**Requests:**
- 1) Answer these questions from the reasonable excuse determination:
(a) On what date does the determination commence?
(b) Which two instruments does it revoke?
(c) What does "Administration Act" mean in it?
- 2) Repeat word for word the part of the reasonable excuse determination that starts at "5              Matters to" and stops after "a reasonable excuse.".

**Document excerpt:**
● ● ● ● ● ● ●

Administered by: Employment
Made 10 May 2009
Registered 12 May 2009
Tabled HR 13 May 2009
Tabled Senate 13 May 2009

I, LISA MARIAN PAUL, Secretary of the Department of Education, Employment and Workplace Relations, make this determination under subsections 550 (2A), 550B (2A), 576 (2A) and 576A (2A) of the Social Security Act 1991 and subsection 42U (1) of the Social Security (Administration) Act 1999.


Dated          10th May                    2009

 

 

LISA PAUL
Secretary of the Department of Education, Employment and Workplace Relations


1              Name of determination

                This determination is the Social Security (Reasonable Excuse — Participation Payment Obligations) (DEEWR) Determination 2009 (No. 1).

2              Commencement

                This determination commences on 1 July 2009.

3              Revocation

                The following instruments are revoked:

                (a)    the Social Security (Reasonable Excuse) (DEST) Determination 2006;

               (b)    the Social Security (Reasonable Excuse) (DEWR) Determination 2006.

4              Definitions

                In this determination:

1991 Act means the Social Security Act 1991.

Administration Act means the Social Security (Administration) Act 1999.

5              Matters to be taken into account in determining if a person had a reasonable excuse

         (1)   For:

                (a)    subsections 550 (2A), 550B (2A), 576 (2A) and 576A (2A) of the 1991 Act; and

               (b)    subsection 42U (1) of the Administration Act;

the matters set out in subsection (2) are matters that the Secretary must take into account in determining whether a person has a reasonable excuse.

         (2)   The matters are:

                (a)    that the person did not have access to safe, secure and adequate housing, or was using emergency accommodation or a refuge, at the time of the failure; and

               (b)    the literacy and language skills of the person; and

Example for paragraph (b)

● ● ● ● ● ● ●

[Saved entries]
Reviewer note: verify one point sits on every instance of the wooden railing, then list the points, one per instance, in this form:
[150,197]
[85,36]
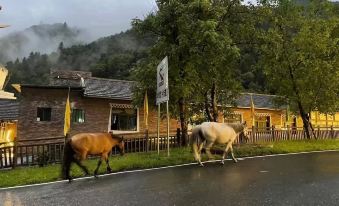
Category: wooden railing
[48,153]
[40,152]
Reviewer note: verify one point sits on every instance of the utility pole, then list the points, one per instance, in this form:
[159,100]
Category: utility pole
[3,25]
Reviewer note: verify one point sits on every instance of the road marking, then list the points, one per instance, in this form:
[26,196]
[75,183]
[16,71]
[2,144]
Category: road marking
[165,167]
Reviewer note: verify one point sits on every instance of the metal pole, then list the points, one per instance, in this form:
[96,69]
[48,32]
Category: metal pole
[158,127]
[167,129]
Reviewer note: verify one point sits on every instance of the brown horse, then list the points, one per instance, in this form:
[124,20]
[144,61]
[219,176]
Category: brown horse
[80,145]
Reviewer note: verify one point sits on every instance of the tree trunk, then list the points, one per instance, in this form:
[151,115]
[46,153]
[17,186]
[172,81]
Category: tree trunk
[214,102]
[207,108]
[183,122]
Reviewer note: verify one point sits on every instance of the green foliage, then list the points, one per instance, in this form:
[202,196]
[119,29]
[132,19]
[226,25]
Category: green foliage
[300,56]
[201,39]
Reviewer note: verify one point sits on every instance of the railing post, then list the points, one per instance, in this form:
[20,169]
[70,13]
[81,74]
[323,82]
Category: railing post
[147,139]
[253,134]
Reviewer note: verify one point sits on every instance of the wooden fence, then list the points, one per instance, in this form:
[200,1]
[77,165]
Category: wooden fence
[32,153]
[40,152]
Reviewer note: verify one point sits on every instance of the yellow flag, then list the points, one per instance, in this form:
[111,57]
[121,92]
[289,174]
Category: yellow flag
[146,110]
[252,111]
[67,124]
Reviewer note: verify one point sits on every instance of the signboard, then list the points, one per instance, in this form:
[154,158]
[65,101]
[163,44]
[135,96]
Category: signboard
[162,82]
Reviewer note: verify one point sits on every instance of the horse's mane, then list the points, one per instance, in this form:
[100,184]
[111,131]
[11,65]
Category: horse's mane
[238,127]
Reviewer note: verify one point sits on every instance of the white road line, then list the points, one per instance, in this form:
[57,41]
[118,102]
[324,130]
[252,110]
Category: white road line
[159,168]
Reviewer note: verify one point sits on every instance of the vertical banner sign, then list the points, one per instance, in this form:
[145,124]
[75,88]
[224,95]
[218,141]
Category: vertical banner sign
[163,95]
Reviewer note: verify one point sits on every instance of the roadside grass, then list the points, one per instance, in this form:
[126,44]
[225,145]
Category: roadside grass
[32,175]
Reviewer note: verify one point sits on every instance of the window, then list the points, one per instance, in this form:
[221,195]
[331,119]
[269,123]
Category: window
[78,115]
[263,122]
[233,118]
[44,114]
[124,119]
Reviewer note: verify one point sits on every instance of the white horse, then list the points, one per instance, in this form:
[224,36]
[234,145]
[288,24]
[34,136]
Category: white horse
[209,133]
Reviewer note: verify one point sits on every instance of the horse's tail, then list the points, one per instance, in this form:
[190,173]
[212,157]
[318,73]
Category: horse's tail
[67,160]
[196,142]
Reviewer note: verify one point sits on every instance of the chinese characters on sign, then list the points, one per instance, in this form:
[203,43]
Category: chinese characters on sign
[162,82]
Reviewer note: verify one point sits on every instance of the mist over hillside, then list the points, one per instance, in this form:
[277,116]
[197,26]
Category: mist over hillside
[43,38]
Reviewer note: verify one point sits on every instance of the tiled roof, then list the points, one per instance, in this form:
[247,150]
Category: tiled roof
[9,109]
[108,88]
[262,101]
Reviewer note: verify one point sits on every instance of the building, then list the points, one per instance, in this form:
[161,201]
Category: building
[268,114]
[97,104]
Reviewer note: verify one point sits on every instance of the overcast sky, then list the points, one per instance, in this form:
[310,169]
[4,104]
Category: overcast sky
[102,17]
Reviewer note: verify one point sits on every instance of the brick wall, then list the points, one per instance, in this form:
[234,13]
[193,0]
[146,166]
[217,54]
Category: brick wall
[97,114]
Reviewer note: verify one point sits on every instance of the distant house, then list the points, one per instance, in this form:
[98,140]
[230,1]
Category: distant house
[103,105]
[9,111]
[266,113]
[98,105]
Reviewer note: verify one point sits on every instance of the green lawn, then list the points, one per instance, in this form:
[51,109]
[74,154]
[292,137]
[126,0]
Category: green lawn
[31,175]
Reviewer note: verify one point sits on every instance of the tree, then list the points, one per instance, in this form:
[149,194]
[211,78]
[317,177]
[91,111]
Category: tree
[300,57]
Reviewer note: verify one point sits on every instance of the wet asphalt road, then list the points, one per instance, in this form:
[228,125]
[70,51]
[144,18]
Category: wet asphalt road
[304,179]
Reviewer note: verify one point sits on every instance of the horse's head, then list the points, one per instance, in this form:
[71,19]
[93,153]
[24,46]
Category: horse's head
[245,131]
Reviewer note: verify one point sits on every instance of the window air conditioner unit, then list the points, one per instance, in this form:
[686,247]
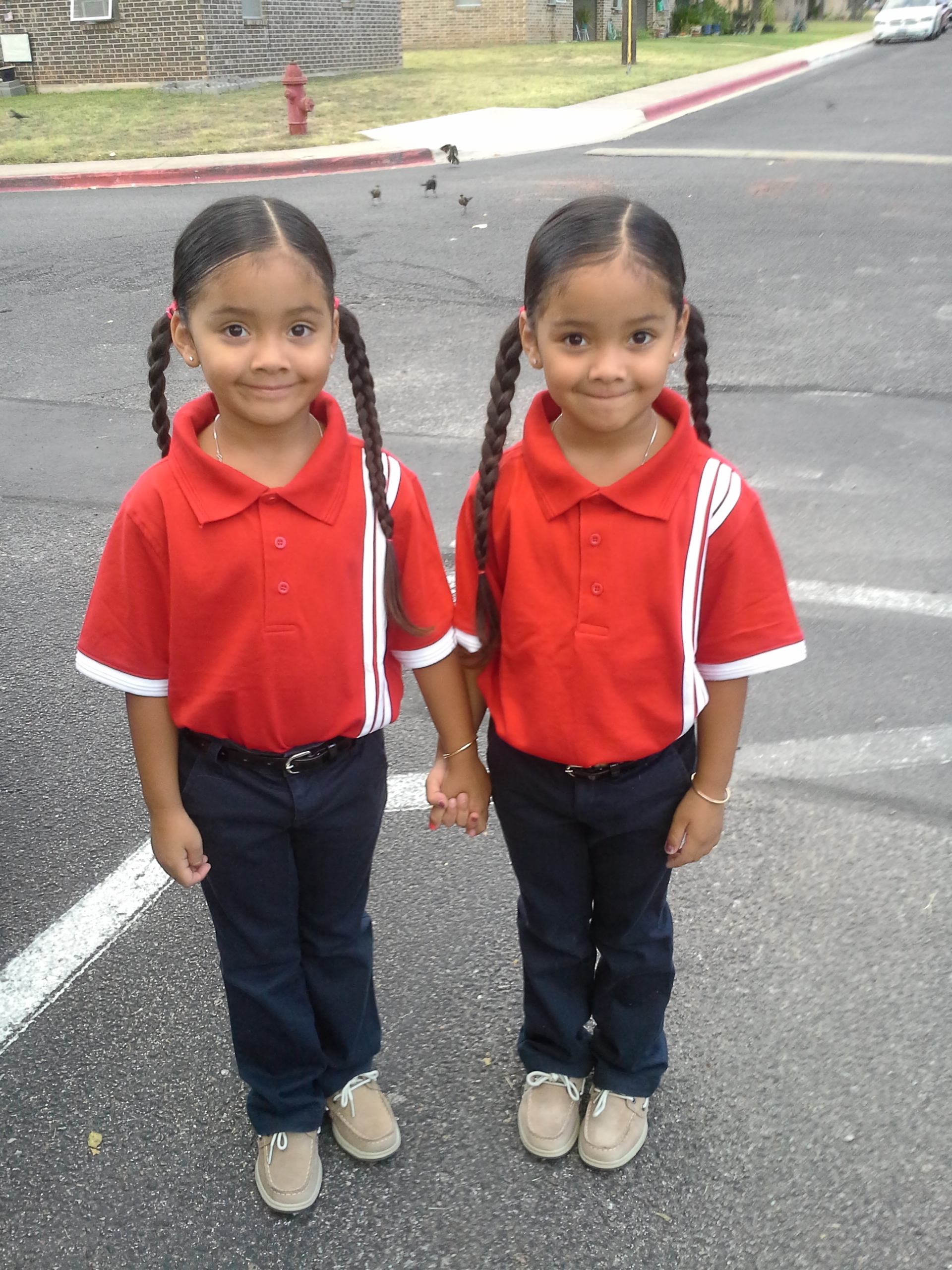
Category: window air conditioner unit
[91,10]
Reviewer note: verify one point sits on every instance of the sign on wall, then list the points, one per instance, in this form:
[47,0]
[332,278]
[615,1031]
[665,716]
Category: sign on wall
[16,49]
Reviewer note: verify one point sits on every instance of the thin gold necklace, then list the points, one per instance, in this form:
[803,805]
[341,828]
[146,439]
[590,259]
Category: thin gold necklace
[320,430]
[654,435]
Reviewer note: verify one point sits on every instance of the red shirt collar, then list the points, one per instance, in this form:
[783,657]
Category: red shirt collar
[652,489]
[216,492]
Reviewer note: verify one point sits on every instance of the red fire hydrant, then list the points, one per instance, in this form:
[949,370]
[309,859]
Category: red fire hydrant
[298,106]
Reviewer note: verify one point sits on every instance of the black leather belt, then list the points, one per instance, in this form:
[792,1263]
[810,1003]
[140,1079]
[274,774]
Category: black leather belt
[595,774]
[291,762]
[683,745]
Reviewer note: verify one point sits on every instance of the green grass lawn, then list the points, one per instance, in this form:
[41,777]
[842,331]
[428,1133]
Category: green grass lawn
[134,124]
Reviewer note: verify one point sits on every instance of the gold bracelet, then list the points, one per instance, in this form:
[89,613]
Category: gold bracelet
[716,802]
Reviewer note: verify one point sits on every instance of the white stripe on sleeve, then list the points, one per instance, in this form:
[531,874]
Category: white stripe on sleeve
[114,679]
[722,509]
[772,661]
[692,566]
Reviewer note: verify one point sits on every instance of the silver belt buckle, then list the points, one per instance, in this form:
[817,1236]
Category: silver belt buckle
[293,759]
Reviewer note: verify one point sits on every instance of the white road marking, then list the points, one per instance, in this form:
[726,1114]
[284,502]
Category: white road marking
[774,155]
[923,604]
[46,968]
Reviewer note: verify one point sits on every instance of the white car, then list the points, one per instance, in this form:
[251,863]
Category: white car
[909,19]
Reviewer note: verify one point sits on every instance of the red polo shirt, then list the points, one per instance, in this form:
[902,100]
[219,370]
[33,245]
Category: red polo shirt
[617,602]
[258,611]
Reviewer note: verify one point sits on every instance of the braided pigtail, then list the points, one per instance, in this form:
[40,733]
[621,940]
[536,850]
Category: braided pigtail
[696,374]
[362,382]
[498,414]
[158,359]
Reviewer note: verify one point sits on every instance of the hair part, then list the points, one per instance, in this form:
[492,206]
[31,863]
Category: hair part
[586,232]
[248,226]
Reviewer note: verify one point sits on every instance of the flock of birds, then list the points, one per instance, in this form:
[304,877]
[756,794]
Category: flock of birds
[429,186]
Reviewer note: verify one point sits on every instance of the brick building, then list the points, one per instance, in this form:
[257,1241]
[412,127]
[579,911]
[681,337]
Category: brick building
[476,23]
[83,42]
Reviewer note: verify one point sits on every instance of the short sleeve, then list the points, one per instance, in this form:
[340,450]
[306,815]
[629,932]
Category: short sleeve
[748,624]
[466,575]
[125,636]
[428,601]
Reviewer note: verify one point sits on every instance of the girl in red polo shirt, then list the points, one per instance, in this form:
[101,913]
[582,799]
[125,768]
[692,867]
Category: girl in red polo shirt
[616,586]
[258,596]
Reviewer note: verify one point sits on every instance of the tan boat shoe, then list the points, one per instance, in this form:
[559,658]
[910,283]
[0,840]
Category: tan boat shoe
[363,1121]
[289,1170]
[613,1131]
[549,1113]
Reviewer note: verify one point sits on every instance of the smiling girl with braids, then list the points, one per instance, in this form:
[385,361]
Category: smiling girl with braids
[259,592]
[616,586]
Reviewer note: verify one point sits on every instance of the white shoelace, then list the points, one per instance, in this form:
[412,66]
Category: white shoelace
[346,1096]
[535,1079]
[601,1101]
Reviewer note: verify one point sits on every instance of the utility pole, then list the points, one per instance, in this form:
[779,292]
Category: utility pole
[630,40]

● ● ● ● ● ● ●

**Answers to the problems:**
- 1)
(a) 1 July 2009.
(b) The Social Security (Reasonable Excuse) (DEST) Determination 2006 and the Social Security (Reasonable Excuse) (DEWR) Determination 2006.
(c) The Social Security (Administration) Act 1999.

- 2)
5              Matters to be taken into account in determining if a person had a reasonable excuse

         (1)   For:

                (a)    subsections 550 (2A), 550B (2A), 576 (2A) and 576A (2A) of the 1991 Act; and

               (b)    subsection 42U (1) of the Administration Act;

the matters set out in subsection (2) are matters that the Secretary must take into account in determining whether a person has a reasonable excuse.